(Exercise description): In the passage below on p53 expression during the cell cycle, translate this sentence into Spanish: "In contrast to the immunostaining results, Northern and Western blot analyses revealed little change in p53 mRNA and protein levels in the lovastatin-synchronized cells."

(Source passage):
In this study, we compare the expression patterns of p53 mRNA and protein in normal human mammary epithelial cells following synchronization to different points in the cell cycle using two independent methods. When treated with lovastatin, the cells were blocked in G1 and appeared to express increased levels of wild-type p53 when examined by immunostaining. Upon reversal of the metabolic block, the number of nuclei that stained positively for p53 declined dramatically during mid-G1 and increased again concomitant with the entry of cells into S phase. In contrast to the immunostaining results, Northern and Western blot analyses revealed little change in p53 mRNA and protein levels in the lovastatin-synchronized cells. When normal human mammary epithelial cells were made quiescent by removal of growth factors, the mRNA for p53 showed a biphasic distribution. p53 mRNA levels were increased during growth arrest, decreased during the G1 phase, and rose again concomitant with the entry of cells into S phase. The immunostaining pattern of p53 also showed a biphasic distribution similar to the pattern of mRNA expression. Despite an increase in p53 mRNA and immunostaining levels, growth factor-arrested cells actually had less total p53 protein. Upon stimulation to proliferate, p53 protein levels remained low throughout G1 and increased concomitant with the entry of cells into S phase. Taken together, the results from these studies demonstrate that p53 immunostaining patterns do not correlate with the overall levels of p53 protein at different times during the cell cycle. Therefore, the distinct changes observed in p53 immunostaining patterns are likely due to posttranslational modifications, conformational changes, or interactions of p53 with other cellular proteins during the cell cycle.

(Dataset excerpts):
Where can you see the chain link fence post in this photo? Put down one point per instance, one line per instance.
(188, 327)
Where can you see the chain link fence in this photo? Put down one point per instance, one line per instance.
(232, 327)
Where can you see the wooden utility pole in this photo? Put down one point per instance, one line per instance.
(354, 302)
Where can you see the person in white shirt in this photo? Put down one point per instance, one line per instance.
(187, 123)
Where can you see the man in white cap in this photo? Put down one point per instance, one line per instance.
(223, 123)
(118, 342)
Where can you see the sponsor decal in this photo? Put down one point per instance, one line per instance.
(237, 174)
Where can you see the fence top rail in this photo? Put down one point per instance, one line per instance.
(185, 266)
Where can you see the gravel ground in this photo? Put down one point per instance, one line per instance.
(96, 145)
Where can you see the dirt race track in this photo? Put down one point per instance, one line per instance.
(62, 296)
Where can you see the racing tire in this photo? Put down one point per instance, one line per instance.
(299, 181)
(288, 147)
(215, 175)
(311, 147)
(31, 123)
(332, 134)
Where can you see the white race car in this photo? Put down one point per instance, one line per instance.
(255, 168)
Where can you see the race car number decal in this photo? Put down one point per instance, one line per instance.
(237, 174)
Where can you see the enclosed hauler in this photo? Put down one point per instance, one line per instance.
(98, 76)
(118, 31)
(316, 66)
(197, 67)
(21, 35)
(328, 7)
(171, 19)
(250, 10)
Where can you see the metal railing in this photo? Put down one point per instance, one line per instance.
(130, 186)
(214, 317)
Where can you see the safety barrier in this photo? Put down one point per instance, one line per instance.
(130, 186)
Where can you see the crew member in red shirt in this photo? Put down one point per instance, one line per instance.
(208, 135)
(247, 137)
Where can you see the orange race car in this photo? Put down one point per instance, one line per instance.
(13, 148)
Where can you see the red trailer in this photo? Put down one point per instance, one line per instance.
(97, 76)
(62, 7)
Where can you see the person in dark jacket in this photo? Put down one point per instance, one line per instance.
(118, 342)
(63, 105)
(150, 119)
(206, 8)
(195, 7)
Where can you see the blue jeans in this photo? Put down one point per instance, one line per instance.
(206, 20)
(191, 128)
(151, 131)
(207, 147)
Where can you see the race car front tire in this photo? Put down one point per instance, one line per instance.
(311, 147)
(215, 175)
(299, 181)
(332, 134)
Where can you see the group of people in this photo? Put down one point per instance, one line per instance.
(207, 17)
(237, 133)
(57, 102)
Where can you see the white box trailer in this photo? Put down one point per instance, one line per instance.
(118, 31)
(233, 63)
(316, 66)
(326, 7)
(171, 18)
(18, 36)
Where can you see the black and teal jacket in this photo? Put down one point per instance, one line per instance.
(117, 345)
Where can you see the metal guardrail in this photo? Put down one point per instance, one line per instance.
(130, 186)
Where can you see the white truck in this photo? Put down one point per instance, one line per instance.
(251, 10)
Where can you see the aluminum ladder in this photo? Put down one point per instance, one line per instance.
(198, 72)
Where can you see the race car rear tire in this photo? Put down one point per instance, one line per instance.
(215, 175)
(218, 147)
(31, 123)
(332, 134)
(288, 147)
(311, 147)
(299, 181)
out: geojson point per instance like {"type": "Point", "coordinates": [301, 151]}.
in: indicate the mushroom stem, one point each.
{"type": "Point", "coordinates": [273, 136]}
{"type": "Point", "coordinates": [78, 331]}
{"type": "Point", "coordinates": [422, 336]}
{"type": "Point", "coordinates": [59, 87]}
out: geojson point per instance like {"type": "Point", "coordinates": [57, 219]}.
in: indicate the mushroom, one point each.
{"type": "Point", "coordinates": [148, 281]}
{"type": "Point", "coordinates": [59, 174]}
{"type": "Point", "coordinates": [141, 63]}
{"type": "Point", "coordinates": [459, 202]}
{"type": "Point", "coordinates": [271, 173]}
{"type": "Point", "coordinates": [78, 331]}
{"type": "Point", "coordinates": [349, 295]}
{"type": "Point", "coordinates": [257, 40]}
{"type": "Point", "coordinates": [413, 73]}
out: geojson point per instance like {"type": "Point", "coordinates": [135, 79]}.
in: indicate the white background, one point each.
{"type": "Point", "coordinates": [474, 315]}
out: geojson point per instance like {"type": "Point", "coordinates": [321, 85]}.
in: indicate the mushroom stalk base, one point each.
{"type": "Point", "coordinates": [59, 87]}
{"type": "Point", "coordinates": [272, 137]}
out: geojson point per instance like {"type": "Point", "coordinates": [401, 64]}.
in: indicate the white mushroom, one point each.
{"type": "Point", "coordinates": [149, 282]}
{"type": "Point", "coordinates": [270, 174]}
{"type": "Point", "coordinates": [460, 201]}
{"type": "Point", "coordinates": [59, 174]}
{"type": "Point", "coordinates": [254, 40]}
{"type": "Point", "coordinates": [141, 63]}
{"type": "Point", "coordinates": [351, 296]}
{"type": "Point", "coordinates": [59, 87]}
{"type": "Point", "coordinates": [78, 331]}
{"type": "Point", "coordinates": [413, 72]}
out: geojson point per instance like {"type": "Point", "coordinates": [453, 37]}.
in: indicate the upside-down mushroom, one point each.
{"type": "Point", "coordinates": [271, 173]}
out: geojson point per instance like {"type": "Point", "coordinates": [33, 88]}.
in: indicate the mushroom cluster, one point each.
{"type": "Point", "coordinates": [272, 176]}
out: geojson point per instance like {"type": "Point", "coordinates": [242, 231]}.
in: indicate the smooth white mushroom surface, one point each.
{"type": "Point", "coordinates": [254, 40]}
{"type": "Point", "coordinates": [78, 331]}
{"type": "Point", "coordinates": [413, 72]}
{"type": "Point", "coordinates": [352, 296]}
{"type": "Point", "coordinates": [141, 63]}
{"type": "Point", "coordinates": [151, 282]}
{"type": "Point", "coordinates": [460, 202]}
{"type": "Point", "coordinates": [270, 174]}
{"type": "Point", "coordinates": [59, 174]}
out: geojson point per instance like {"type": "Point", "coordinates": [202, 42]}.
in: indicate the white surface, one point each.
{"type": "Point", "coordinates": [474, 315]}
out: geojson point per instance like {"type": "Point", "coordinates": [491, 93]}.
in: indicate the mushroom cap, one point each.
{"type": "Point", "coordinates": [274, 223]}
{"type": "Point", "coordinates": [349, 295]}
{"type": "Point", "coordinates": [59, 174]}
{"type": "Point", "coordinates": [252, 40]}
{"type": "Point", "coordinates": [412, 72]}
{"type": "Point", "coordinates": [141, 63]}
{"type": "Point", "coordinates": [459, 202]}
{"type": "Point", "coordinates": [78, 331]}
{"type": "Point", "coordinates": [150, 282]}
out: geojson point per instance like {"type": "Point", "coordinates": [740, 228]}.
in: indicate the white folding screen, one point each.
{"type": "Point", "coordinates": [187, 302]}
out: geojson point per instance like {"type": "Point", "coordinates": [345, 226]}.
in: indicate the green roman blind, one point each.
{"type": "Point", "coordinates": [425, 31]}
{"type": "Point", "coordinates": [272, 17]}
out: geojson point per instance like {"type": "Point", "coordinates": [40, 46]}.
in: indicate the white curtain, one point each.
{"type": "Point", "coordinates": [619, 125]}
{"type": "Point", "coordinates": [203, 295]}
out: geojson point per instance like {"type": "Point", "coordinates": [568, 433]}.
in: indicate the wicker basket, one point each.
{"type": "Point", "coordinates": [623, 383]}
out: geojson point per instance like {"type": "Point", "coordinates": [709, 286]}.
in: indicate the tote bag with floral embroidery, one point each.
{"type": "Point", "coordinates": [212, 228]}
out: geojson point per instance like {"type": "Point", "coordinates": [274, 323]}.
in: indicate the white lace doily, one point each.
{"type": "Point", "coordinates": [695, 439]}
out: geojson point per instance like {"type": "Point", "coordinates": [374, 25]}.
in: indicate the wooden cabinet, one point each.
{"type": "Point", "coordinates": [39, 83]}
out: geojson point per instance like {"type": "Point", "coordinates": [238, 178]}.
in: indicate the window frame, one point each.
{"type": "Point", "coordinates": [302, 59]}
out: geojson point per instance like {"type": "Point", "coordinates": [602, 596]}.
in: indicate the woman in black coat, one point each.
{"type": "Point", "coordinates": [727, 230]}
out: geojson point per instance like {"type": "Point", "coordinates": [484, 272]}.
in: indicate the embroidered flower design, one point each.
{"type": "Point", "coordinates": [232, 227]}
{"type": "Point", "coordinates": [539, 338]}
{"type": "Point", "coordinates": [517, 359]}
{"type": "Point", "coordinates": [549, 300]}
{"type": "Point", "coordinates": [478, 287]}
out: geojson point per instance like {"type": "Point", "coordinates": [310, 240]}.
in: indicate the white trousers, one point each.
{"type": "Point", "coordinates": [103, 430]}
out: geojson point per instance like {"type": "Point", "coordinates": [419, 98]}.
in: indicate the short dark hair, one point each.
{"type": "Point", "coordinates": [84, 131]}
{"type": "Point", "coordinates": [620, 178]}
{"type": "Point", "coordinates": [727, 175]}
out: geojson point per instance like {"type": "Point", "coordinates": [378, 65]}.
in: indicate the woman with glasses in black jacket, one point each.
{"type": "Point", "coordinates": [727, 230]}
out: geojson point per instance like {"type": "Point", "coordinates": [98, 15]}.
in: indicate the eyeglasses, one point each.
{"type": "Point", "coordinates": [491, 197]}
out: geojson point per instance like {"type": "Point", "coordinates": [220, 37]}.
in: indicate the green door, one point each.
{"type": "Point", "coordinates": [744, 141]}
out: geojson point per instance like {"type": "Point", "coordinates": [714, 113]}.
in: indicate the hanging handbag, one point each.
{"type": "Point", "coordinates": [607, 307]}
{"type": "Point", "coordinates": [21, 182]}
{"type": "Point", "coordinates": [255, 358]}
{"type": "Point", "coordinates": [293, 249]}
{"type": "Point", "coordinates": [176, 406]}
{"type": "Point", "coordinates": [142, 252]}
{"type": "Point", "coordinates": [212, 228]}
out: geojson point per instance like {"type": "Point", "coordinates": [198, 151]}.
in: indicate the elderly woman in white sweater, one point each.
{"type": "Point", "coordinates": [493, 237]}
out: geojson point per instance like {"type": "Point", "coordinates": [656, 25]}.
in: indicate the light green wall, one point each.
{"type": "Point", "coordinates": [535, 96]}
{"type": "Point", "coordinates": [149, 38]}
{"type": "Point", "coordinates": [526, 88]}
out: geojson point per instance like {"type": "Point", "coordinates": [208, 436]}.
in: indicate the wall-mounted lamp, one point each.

(Output for this task): A diferencia de los resultados de la inmunotinción, los análisis por Northern blot y Western blot revelaron pocos cambios en los niveles de ARNm y de proteína de p53 en las células sincronizadas con lovastatina.